Выбранный отрывок -
-------------------------

Мы ждём Вас! Приглашающий жест… На кухне молодая компания, её беседа постепенно разбавляется вином… Наконец, половина, включая Нику, уже не стоит на ногах. Подъезжает машина, зовут продолжить кутёж. Мы удерживаем Нику, подруга Майи уводит её спать…
Надо было просто быть рядом… Не пить, а быть. Помню очередную пьянку. Когда действие дошло до критичной грани, я взял бутылку и ударил ею об пол. Ника закричала, кругом осколки – у неё слёзы (она парадоксально и до боли любила аккуратность и чистоту)…
Бедствия были и иного рода. У Ники с мамой конфликты возникали в то время часто, доходило до кидания тяжёлыми и острыми предметами. Как-то мама в отчаянии стала биться головой о стенку. Я терпел-терпел, потом подошел к издевающейся Нике и дал ей пощечину. Она изумилась: “Что?? Как ты… Ты – меня – ударил?!” – “Да”. Она пошла думать. Потом вернулась: “Спасибо…”. Я: “Могу ещё”. Назавтра Майя возмутилась, перейдя на Вы: “Алик, как Вы посмели ударить мою дочь?” – Но ответ я родил минутой раньше: “Ника мне дороже наших с ней отношений…”
По словам Майи, она просто не выдержала гормонального взрыва. Так что разврат… Да, он был, можно сказать, запределен – и в Ялте, и в Москве. Но всегда Никуша пыталась быть человеком. Помню, мне налили вина (а я тогда был непьющий) – Ника резко пришла в себя и накрыла ладонью стакан: “Тебе нельзя! Никогда!”

-------------------------

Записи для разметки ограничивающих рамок
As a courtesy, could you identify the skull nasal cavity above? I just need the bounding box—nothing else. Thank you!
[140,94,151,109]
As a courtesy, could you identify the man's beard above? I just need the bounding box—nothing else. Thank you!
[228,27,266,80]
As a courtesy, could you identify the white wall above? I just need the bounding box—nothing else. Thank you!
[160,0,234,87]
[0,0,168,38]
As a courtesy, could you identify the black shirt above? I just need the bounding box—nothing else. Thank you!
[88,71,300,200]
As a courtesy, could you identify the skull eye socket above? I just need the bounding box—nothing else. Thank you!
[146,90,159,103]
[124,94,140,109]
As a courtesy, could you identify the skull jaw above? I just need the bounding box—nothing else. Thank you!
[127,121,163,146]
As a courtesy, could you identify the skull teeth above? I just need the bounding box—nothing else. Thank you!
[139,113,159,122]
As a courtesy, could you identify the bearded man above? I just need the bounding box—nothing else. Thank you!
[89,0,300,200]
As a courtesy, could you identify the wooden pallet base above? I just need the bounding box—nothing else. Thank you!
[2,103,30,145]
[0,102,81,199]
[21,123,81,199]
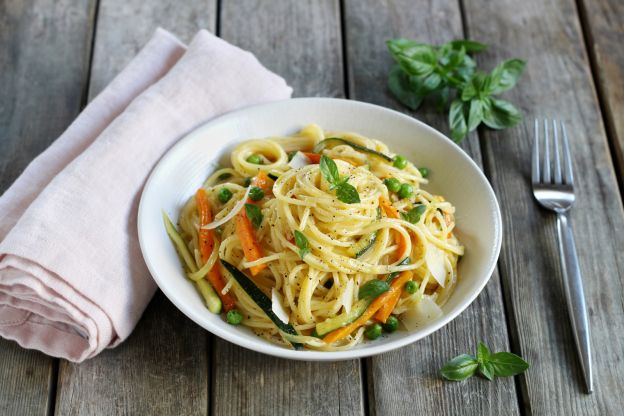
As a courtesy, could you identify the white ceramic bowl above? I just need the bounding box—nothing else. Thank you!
[138,98,502,361]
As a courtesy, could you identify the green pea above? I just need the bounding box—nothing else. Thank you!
[399,183,414,199]
[249,186,264,201]
[247,153,262,165]
[405,280,418,295]
[217,188,232,204]
[364,324,381,340]
[383,315,399,333]
[225,309,243,325]
[384,178,401,192]
[392,155,407,169]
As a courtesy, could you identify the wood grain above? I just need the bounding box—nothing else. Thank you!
[345,0,519,415]
[578,0,624,186]
[213,0,363,415]
[56,0,216,415]
[0,0,95,415]
[465,0,624,415]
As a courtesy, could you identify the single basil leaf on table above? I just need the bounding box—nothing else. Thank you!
[295,230,310,259]
[487,59,526,94]
[388,65,425,110]
[449,98,468,143]
[245,204,264,228]
[358,279,390,299]
[488,352,529,377]
[483,97,522,130]
[319,155,340,189]
[440,354,479,381]
[336,182,360,204]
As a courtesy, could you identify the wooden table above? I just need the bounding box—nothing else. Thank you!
[0,0,624,415]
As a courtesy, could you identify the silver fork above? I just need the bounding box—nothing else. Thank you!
[531,119,593,393]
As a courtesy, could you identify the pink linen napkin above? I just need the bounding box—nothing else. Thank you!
[0,29,292,362]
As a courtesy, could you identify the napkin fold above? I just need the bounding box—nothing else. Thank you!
[0,29,292,362]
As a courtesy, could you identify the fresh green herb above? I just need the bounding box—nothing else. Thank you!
[295,230,310,259]
[401,204,427,224]
[245,204,264,228]
[399,183,414,199]
[249,186,264,201]
[392,155,407,169]
[387,39,526,143]
[384,178,401,192]
[217,188,232,204]
[358,279,390,299]
[247,153,262,165]
[364,323,381,341]
[225,309,243,325]
[319,155,360,204]
[440,342,529,381]
[405,280,418,295]
[382,315,399,333]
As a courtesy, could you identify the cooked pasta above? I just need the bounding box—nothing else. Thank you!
[166,125,464,351]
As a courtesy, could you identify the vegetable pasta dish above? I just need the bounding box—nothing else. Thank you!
[163,124,464,351]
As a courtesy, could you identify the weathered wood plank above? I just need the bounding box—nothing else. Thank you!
[56,0,216,415]
[465,0,624,415]
[212,0,363,415]
[0,0,95,415]
[577,0,624,181]
[345,0,518,415]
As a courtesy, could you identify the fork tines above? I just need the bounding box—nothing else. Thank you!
[531,119,574,185]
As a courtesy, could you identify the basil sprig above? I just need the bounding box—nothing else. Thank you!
[245,204,264,228]
[387,39,526,142]
[440,342,529,381]
[319,155,360,204]
[295,230,310,259]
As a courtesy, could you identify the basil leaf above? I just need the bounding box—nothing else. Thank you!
[319,155,340,189]
[449,98,468,143]
[488,59,526,94]
[488,352,529,377]
[388,65,425,110]
[358,279,390,299]
[440,354,479,381]
[336,182,360,204]
[468,98,483,131]
[483,98,522,129]
[449,39,488,53]
[295,230,310,259]
[401,204,427,224]
[245,204,264,228]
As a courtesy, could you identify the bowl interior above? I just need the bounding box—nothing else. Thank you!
[138,98,501,360]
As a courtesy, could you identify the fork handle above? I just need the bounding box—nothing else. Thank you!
[557,212,593,393]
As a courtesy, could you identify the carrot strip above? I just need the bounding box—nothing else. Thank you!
[301,152,321,165]
[323,270,412,344]
[235,209,267,276]
[195,188,236,312]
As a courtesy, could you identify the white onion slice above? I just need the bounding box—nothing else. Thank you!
[202,186,251,230]
[425,243,446,287]
[400,296,442,331]
[288,151,310,169]
[340,279,355,313]
[271,288,290,324]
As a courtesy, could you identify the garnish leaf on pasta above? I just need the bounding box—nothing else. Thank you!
[440,342,529,381]
[295,230,310,259]
[245,204,264,228]
[319,155,360,204]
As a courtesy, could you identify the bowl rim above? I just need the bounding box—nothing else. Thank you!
[137,97,503,361]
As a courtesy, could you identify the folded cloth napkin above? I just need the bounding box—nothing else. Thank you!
[0,29,292,362]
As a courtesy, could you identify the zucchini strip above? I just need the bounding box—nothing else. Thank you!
[220,259,301,348]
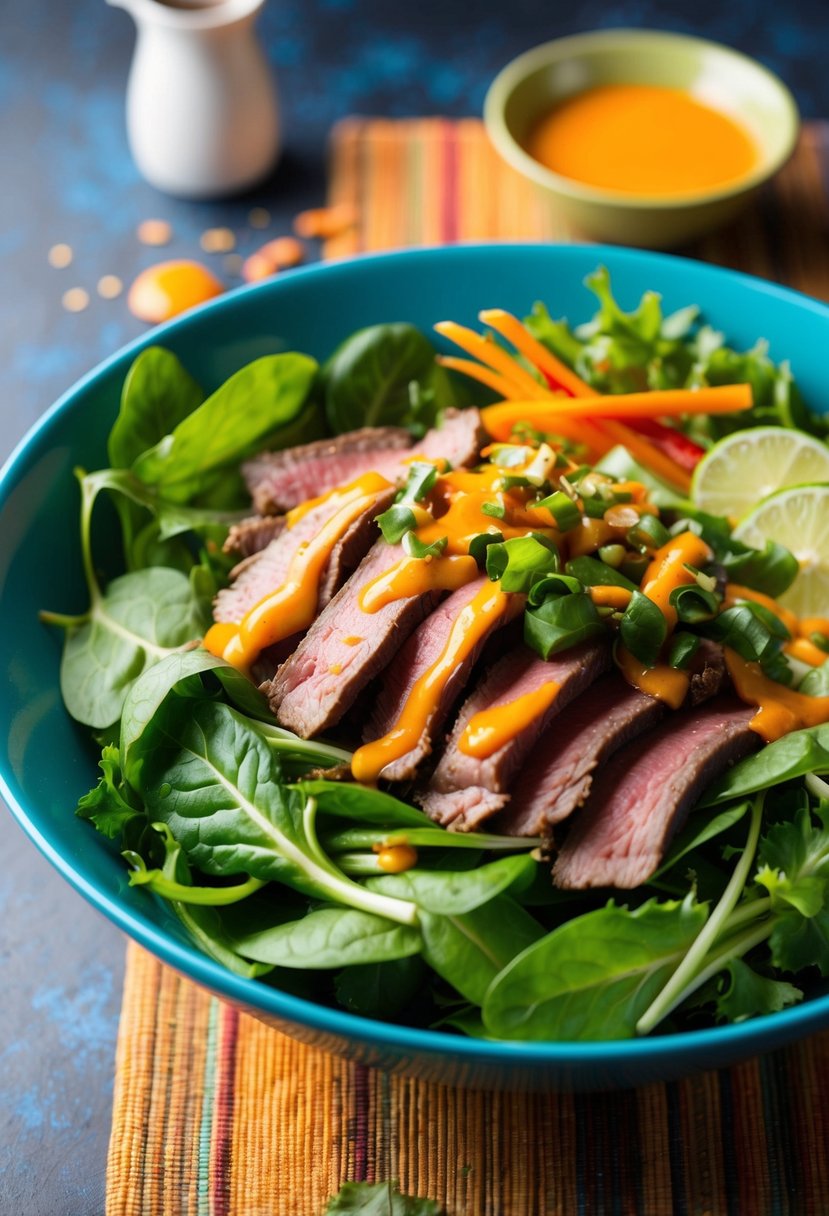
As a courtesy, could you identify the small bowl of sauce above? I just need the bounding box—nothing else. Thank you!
[484,29,799,248]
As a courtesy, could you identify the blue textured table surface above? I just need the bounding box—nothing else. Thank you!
[0,0,829,1216]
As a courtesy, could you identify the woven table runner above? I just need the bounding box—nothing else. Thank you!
[106,119,829,1216]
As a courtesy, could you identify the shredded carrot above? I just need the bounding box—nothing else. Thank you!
[435,321,549,400]
[597,418,690,494]
[438,355,522,409]
[478,308,594,396]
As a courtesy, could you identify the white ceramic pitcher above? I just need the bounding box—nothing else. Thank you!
[107,0,280,198]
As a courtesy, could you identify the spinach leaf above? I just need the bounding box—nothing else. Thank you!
[107,347,204,468]
[715,958,803,1021]
[484,897,706,1040]
[322,1182,445,1216]
[136,697,417,924]
[132,354,317,502]
[699,722,829,806]
[366,854,537,916]
[53,567,209,730]
[619,590,667,668]
[322,321,451,434]
[334,955,427,1018]
[421,895,545,1006]
[227,907,421,970]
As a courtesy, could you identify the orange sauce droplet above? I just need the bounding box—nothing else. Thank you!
[351,584,509,783]
[526,84,758,198]
[203,478,388,671]
[360,556,478,613]
[458,680,560,760]
[377,844,417,874]
[616,643,690,709]
[726,647,829,743]
[126,260,225,325]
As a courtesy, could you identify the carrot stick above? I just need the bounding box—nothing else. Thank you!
[480,398,616,457]
[435,321,549,399]
[478,308,594,396]
[438,355,515,409]
[597,418,690,494]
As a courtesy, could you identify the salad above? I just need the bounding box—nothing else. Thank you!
[41,270,829,1040]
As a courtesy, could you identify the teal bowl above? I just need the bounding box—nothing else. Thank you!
[0,244,829,1090]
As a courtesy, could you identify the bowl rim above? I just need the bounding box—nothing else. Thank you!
[0,242,829,1073]
[484,27,801,213]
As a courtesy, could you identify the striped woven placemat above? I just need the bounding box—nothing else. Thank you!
[107,119,829,1216]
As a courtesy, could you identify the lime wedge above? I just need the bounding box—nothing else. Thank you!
[734,485,829,617]
[690,427,829,519]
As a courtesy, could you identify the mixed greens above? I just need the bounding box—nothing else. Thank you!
[43,271,829,1040]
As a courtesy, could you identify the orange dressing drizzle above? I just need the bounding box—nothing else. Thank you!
[351,582,511,783]
[642,531,712,629]
[722,582,801,637]
[284,472,391,528]
[204,489,384,671]
[587,586,633,612]
[526,84,757,198]
[360,554,478,612]
[458,680,560,760]
[726,647,829,743]
[616,642,690,709]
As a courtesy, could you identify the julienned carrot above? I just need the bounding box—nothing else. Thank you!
[438,355,522,405]
[478,308,594,396]
[480,398,615,460]
[435,321,551,400]
[599,418,690,494]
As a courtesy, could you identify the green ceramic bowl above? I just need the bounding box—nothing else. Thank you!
[484,29,800,249]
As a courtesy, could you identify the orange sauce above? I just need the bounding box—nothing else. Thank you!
[360,556,478,612]
[458,680,559,760]
[204,474,377,671]
[126,260,225,325]
[526,84,758,198]
[351,582,509,783]
[726,647,829,743]
[616,643,690,709]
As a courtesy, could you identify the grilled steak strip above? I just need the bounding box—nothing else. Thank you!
[419,642,610,831]
[264,541,439,739]
[242,409,483,516]
[553,697,760,890]
[213,489,394,621]
[496,642,726,835]
[363,576,509,781]
[497,675,667,835]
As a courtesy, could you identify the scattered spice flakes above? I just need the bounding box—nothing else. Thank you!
[294,203,357,241]
[199,229,236,253]
[135,220,173,244]
[49,243,74,270]
[97,275,124,300]
[242,236,305,283]
[61,287,89,313]
[248,207,271,227]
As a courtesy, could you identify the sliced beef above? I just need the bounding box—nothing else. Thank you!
[496,675,667,835]
[213,489,394,622]
[264,541,438,739]
[363,576,509,781]
[419,642,610,831]
[242,410,483,516]
[553,697,760,890]
[495,641,726,835]
[222,516,286,557]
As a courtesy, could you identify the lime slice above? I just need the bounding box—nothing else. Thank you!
[690,427,829,519]
[734,485,829,617]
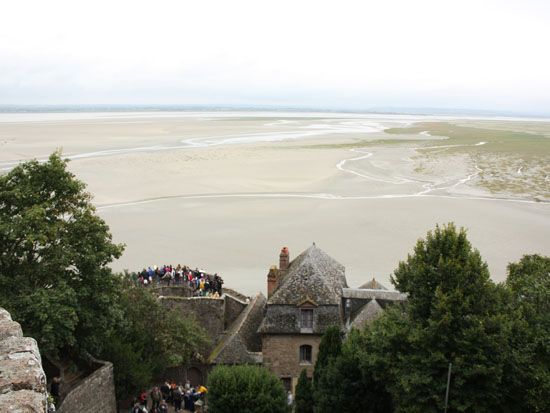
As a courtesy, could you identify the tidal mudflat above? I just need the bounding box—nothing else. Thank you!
[0,112,550,294]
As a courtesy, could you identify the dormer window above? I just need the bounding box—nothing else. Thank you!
[300,308,313,330]
[300,344,312,364]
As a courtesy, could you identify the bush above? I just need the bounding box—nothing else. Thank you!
[208,365,287,413]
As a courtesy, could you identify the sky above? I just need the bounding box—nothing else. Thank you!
[0,0,550,114]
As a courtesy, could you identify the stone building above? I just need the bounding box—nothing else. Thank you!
[158,244,406,390]
[258,244,347,389]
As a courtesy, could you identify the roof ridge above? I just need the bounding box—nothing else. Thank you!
[208,292,263,363]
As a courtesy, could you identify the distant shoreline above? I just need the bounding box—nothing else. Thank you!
[0,104,550,120]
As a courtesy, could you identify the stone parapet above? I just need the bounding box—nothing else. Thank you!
[57,359,117,413]
[0,308,47,413]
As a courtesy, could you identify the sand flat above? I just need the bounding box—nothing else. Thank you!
[0,112,550,294]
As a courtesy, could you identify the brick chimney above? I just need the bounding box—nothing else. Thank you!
[267,265,279,298]
[279,247,290,271]
[267,247,290,298]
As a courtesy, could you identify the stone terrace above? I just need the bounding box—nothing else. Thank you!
[0,308,47,413]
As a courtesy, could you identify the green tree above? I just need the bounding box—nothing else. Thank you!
[504,255,550,412]
[0,153,123,354]
[313,326,342,412]
[98,275,208,400]
[367,224,510,412]
[0,153,210,398]
[334,329,393,413]
[294,369,313,413]
[208,365,287,413]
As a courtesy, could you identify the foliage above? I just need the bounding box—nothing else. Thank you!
[208,365,287,413]
[365,224,510,412]
[0,153,123,354]
[294,369,313,413]
[0,153,210,398]
[313,326,342,412]
[505,255,550,412]
[313,326,342,386]
[100,275,208,399]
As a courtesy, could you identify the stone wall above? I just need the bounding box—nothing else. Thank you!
[159,297,225,355]
[58,360,117,413]
[223,294,246,329]
[262,334,321,388]
[0,308,47,413]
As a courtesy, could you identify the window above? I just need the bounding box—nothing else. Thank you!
[301,309,313,329]
[300,344,311,364]
[281,377,292,391]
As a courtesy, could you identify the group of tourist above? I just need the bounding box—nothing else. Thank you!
[135,264,223,298]
[130,380,208,413]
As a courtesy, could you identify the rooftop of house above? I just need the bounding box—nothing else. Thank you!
[267,244,347,305]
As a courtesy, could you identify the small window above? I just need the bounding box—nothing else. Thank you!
[301,309,313,329]
[281,377,292,391]
[300,344,311,364]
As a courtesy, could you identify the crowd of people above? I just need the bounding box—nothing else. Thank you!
[134,264,223,298]
[130,380,208,413]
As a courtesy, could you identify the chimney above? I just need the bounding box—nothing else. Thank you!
[279,247,290,271]
[267,265,279,298]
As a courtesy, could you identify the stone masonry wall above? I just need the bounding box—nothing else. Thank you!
[0,308,47,413]
[224,294,246,329]
[262,334,321,388]
[58,360,117,413]
[160,297,225,354]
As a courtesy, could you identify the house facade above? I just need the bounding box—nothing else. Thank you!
[258,244,347,390]
[159,244,406,391]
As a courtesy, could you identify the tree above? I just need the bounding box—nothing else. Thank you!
[294,369,313,413]
[313,326,342,383]
[334,329,393,413]
[313,326,342,412]
[208,365,287,413]
[366,224,509,412]
[98,275,208,400]
[505,255,550,412]
[0,153,123,354]
[0,153,211,398]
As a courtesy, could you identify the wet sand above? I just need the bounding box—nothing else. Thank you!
[0,113,550,295]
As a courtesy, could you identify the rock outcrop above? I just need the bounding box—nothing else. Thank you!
[0,308,47,413]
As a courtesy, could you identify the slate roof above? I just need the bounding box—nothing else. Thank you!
[208,293,266,364]
[359,278,387,290]
[350,300,383,328]
[267,244,347,305]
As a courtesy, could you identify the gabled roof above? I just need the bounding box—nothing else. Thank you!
[349,300,384,329]
[267,244,347,305]
[359,277,387,290]
[208,293,266,364]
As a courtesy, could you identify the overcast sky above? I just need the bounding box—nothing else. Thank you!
[0,0,550,113]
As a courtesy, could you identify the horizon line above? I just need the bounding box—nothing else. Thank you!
[0,103,550,118]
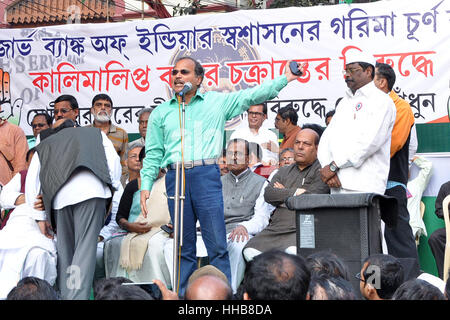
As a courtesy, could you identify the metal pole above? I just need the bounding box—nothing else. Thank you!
[172,162,180,293]
[170,95,185,293]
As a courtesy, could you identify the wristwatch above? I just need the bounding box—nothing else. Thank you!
[330,161,339,172]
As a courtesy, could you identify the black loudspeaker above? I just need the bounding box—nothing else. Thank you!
[286,193,397,297]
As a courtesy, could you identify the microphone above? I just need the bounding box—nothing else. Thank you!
[178,82,192,96]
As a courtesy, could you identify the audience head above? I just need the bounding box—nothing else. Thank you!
[53,94,79,122]
[91,93,113,123]
[359,254,404,300]
[392,279,445,300]
[278,148,295,167]
[218,149,230,176]
[184,274,233,300]
[6,277,59,300]
[248,142,263,166]
[227,139,250,176]
[247,103,267,129]
[325,110,336,127]
[294,129,319,170]
[373,62,395,93]
[275,106,298,135]
[126,144,144,172]
[137,108,153,140]
[306,251,350,280]
[25,147,36,169]
[94,277,153,300]
[308,273,357,300]
[31,112,53,137]
[243,250,310,300]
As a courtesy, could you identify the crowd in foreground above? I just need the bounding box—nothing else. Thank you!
[7,250,450,301]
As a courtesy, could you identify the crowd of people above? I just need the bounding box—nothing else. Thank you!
[0,52,450,300]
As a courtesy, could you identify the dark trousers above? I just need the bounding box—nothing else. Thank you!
[55,198,106,300]
[428,228,446,279]
[384,186,419,263]
[166,165,231,296]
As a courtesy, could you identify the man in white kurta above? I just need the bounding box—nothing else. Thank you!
[317,49,396,194]
[164,139,275,292]
[25,122,122,300]
[0,173,56,299]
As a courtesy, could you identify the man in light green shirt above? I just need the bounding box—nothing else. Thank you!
[141,57,298,295]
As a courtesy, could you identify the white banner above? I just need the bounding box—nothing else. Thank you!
[0,0,450,135]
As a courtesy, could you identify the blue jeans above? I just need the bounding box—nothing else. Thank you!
[166,164,231,296]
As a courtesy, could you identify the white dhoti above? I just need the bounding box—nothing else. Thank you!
[0,209,57,299]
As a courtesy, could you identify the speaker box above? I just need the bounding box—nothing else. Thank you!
[286,193,397,297]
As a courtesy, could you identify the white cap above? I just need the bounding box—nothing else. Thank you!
[345,49,376,67]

-------------------------

Задания -
- A) Ответьте на вопросы по отрывку о Нике:
(i) Что сделали с бутылкой, когда пьянка дошла до критичной грани?
(ii) Какое слово сказала Ника, когда вернулась после того, как пошла думать?
(iii) Что сделала Ника, когда рассказчику налили вина?
- B) Напишите, что следует дальше в отрывке о Нике, начиная сразу после его последнего предложения.

Ответы по порядку -
- A)
(i) Ею ударили об пол.
(ii) «Спасибо…».
(iii) Ника резко пришла в себя и накрыла стакан ладонью со словами: «Тебе нельзя! Никогда!»

- B)
[148]
А у Ники был переходной возраст, всегда сложный и опасный, о нем она так говорила: «В 13 лет человек ломается, и не важно, чем он занимается: выращивает цветы или пишет стихи. Началось время выживания». Она как в воду глядела: ей в Москве пришлось выживать в полном смысле этого слова. Об этом времени, спустя годы, она рассказала Л. Шершневой в один из приездов в Ялту: «Да, в те годы я пережила сложную эмоциональную и психологическую нагрузку. Поняла, что люди считают себя повелителями, а на самом деле они уничтожают мир. Спасают мир дети. У вас бывало такое: знакомитесь с кем-то – и остается ощущение легкости и восторженности? В таких случаях говорят: он, как ребенок! Это люди, пройдя свой так называемый переходный возраст, остались людьми, но не сломались, столкнувшись с безнравственностью взрослых. В этом трепетном возрасте нужна атмосфера, которая не унижала бы человеческое достоинство. Я, как и многие мои сверстники, столкнулась с мимикрией
[149]. Честно говоря, добра ради добра не встречала: или честолюбие, или корысть».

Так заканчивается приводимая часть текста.